▸ AIM: Gather every line in the rows below that contains the string "following", and match its case exactly.

▸ DATASET ROWS:
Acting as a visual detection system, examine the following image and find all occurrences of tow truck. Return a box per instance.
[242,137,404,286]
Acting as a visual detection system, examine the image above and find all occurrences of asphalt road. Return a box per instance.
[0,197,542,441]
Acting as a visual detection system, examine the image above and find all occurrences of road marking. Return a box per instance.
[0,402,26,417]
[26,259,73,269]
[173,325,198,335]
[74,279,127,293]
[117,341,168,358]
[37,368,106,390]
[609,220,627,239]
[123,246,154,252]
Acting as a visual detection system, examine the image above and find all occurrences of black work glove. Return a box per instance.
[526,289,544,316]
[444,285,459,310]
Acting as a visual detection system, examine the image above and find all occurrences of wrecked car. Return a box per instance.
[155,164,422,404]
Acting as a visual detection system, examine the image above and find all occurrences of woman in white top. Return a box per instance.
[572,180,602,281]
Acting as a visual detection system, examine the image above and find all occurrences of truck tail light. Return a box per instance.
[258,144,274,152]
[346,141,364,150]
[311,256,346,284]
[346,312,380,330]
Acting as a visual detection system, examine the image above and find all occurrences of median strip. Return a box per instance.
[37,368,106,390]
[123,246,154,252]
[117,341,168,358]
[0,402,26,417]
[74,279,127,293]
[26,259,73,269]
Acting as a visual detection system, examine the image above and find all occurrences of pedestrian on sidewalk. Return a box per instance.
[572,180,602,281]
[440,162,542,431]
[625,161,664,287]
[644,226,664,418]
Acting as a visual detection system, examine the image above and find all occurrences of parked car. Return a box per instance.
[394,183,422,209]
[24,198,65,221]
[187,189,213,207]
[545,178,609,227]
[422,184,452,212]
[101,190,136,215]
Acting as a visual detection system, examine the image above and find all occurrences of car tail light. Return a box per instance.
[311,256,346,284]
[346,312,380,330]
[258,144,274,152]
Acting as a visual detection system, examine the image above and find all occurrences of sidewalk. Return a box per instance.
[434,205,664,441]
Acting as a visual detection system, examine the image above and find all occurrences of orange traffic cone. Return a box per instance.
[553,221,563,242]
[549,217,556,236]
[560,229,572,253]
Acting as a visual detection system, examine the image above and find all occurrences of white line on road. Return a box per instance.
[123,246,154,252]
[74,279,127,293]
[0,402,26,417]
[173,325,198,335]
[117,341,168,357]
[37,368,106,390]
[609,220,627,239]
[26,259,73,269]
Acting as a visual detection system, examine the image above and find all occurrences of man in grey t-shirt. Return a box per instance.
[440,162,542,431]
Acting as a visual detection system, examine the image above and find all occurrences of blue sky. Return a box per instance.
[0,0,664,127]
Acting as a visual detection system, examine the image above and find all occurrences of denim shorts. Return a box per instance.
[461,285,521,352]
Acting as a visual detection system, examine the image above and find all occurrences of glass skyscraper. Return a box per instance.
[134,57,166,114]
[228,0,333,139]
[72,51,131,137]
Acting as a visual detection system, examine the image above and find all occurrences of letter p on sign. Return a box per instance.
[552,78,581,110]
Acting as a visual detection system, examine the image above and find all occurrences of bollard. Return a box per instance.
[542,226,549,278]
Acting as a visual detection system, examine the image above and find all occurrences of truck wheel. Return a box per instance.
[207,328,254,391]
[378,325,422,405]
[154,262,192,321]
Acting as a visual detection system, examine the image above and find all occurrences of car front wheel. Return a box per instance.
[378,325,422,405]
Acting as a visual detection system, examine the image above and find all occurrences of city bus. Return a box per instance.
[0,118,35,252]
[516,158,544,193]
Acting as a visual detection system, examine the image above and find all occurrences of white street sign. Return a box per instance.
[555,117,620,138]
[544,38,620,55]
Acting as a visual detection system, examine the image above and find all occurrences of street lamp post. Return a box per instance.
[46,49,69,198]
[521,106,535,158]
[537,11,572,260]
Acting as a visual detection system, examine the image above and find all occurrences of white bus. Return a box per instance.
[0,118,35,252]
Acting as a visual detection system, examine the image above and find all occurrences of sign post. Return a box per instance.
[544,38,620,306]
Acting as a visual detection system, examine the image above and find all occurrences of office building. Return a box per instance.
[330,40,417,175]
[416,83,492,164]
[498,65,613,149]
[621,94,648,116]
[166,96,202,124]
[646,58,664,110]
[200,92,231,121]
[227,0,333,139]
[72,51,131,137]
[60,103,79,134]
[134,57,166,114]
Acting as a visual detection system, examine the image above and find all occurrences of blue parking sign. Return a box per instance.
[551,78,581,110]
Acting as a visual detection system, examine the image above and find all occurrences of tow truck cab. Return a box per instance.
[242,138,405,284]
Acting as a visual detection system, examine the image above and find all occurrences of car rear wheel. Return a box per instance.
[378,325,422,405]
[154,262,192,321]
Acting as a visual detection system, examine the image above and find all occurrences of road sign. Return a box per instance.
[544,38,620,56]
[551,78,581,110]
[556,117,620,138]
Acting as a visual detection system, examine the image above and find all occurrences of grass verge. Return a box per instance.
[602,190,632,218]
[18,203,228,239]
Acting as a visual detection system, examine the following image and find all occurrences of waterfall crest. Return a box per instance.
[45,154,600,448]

▸ FINISHED ANSWER:
Acting as a visual detection system, examine the following image and find all occurrences of tow truck. Return a box per instance.
Acting as a visual detection system, examine the following image and find all occurrences of waterfall crest. Return a box per instance.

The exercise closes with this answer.